Write the next part of the article on capital punishment in Oklahoma, starting right after its final sentence.

_Text passage_
---*---

= Capital punishment in Oklahoma =

Capital punishment is a legal penalty in the U.S. state of Oklahoma. The state has executed the third-largest number of convicts in the United States since re-legalization following Gregg v. Georgia in 1976. Oklahoma also has the highest number of executions per capita in the United States.

Oklahoma was the first jurisdiction in the world to adopt lethal injection as a standard method of execution.

Most recently in 2026, there are around 24 men and women on death row in Oklahoma.

==Legal process==
When the prosecution seeks the death penalty, the sentence is decided by the jury and must be unanimous. In case of a hung jury during the penalty phase of the trial, a life sentence is issued.

In 1988, Thompson V. Oklahoma the death penalty became unlawful for any offender under the age of 15.

==Capital crimes==
In Oklahoma, first-degree murder is punishable by death in the following circumstances:

1. The defendant was previously convicted of a felony involving the use or threat of violence to the person;
2. The defendant knowingly created a great risk of death to more than one person;
3. The person committed the murder for remuneration or the promise of remuneration or employed another to commit the murder for remuneration or the promise of remuneration;
4. The murder was especially heinous, atrocious, or cruel;
5. The murder was committed for the purpose of avoiding or preventing a lawful arrest or prosecution;
6. The murder was committed by a person while serving a sentence of imprisonment on conviction of a felony;
7. The existence of a probability that the defendant would commit criminal acts of violence that would constitute a continuing threat to society; or
8. The victim of the murder was a peace officer, or correctional employee of an institution under the control of the Department of Corrections, and such person was killed while in performance of official duty.

---*---

_Listed entries_
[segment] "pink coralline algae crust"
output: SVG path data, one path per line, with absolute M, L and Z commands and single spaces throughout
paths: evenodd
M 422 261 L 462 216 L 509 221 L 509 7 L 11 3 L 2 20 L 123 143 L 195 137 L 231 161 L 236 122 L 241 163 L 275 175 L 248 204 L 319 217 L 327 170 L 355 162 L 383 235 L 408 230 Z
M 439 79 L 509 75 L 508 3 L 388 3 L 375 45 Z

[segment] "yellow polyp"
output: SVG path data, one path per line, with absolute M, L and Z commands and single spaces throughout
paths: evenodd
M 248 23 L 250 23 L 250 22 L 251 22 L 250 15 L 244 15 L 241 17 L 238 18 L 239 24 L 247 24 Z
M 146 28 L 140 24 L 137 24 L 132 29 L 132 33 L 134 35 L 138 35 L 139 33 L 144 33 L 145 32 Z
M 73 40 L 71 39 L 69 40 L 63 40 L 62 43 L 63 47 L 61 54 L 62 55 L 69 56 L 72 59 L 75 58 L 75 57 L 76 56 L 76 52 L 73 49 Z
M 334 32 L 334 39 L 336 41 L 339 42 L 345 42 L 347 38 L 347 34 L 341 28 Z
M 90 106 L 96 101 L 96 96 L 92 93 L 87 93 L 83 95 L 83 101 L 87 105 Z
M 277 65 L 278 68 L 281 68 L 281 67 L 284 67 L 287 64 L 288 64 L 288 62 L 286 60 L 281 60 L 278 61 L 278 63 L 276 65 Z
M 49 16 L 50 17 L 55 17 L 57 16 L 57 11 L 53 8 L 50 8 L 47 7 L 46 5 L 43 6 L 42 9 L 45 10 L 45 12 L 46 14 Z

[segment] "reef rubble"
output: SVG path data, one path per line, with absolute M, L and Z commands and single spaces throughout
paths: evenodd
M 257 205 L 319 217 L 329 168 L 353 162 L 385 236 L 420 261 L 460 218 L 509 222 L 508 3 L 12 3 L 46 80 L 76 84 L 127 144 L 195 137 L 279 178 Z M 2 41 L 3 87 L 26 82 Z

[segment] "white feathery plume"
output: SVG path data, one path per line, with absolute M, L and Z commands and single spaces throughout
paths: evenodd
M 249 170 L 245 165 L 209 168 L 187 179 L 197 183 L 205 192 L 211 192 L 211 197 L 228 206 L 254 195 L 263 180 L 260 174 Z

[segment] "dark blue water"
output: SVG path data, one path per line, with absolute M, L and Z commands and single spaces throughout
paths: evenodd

---*---

_Result below_
Oklahoma statute books still provide the death penalty for first-degree rape, extortionate kidnapping, and rape or forcible sodomy of a victim under 14 where the defendant had a prior conviction of sexual abuse of a person under 14, but the death penalty for these crimes is no longer constitutional since the 2008 U.S. Supreme Court case Kennedy v. Louisiana.

==Clemency==
Under the state Constitution, the governor of Oklahoma may grant a commutation of the death sentence, but only with advice and consent of the five-member Pardon and Parole Board. Six inmates post-Furman have had their death sentences commuted.

Governor Lee Cruce commuted every death sentence imposed during his administration (1911–1915).

==Method==
Oklahoma is one of two states (together with Mississippi) which allows more than three methods of execution in its statutes, providing lethal injection which is Oklahoma's primary method, nitrogen hypoxia, electrocution and firing squad to be used in that order if all earlier methods are unavailable or found to be unconstitutional. The nitrogen option was added by the Oklahoma Legislature in 2015 and has never been used in the state, only having been used seven times in Alabama and once in Louisiana.

On December 16, 2010, Oklahoma became the first American state to use pentobarbital, in the execution of John David Duty. In 2014, Oklahoma placed scheduled executions on hold until the state's Department of Corrections implemented eleven proposed improvements in protocols governing capital punishment. The review of the lethal injection administration process resulted from the protracted 51-minute execution of Clayton Derrell Lockett in which a doctor and a paramedic failed nearly a dozen times to administer an IV with lethal drugs. All executions were postponed for that day. Executions resumed on January 15, 2015, with the execution of Charles Frederick Warner by lethal injection. Warner was the last man to be executed in Oklahoma for nearly seven years, until October 28, 2021, when John Marion Grant was executed, also by lethal injection.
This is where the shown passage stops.